## Exercices proposés
a) Selon l'entretien avec Léon Bille, à quelle armée était destinée la production de chars CVR(T) ?
b) Pour chacune des affirmations suivantes, indiquez si elle concorde avec l'entretien avec Léon Bille, en répondant par oui ou par non et en citant les mots décisifs du texte : (i) les CVR(T) sont des chars lourds d'assaut ; (ii) la coque de ces chars pouvait être en aluminium ; (iii) la chaîne de cet engin était en acier.
c) Prolongez l'entretien avec Léon Bille sur les pièces de l'usine Henricot à partir de sa dernière phrase.

------ Texte extrait

Entretien avec Léon Bille, ancien ingénieur technico-commercial aux Usines Emile Henricot.
A
utour de quelques pièces de l’usine, discussion sur le processus de fabrication.
Ce que l’on voit sur cette photo est un maillon de char CVR(T). Ce sont des chars légers de reconnaissance. Cette production était destinée à l’armée belge. Ce sont des chars de haute importance pour l’armée, dans le sens où ce sont des véhicules de « première intervention ». La coque de ces chars pouvait parfois être en aluminium, afin d’être déposé sur site par un hélicoptère. Rares étaient les pièces en acier pour cet engin, la chaîne en faisait partie.

------------
------ Lignes affichées

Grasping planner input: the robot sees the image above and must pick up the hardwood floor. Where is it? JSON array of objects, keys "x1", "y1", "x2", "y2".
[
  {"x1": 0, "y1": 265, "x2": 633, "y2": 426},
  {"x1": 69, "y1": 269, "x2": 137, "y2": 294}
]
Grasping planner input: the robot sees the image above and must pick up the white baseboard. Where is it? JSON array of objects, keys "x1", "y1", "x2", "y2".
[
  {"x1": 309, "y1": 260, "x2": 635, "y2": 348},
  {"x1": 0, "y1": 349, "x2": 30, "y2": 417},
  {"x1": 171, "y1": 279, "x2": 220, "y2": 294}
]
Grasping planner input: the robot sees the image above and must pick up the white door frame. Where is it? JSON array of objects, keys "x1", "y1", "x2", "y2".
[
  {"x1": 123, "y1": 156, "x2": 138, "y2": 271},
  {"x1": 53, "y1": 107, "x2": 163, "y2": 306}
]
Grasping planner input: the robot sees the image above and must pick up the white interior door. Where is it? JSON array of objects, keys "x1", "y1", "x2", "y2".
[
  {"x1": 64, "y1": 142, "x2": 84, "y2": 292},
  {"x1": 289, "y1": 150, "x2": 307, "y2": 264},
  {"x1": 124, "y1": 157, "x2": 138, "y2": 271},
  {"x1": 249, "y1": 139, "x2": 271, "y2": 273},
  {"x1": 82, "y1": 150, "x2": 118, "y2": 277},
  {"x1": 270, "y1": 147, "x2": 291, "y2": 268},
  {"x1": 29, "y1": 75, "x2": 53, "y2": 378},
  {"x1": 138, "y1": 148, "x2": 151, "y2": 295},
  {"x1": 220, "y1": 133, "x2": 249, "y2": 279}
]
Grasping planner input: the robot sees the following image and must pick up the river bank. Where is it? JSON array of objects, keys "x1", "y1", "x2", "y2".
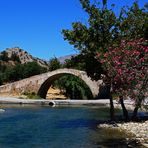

------------

## Réponses dans l'ordre
a) À l'armée belge.

b)
(i) Non : « Ce sont des chars légers de reconnaissance. »
(ii) Oui : « La coque de ces chars pouvait parfois être en aluminium »
(iii) Oui : « Rares étaient les pièces en acier pour cet engin, la chaîne en faisait partie. »

c)
Les maillons de ces chaînes ont été commandés aux Henricot. C’est, comme on le voit, une pièce d’une forme complexe, voire même très complexe. Au tout départ, les Henricot ont refusé de produire cet objet. Cette forme alambiquée a de quoi effrayer. Et ce n’est d’ailleurs pas le seul obstacle. Les parties de jonctions, qui sont verticales sur cette photo, sont très fines. Or, il faut qu’elles se remplissent entièrement d’acier lors de la coulée. Il faut – absolument – qu’il n’y ait aucune bulle et aucune inclusion. Autant dire que le défi technique est de taille.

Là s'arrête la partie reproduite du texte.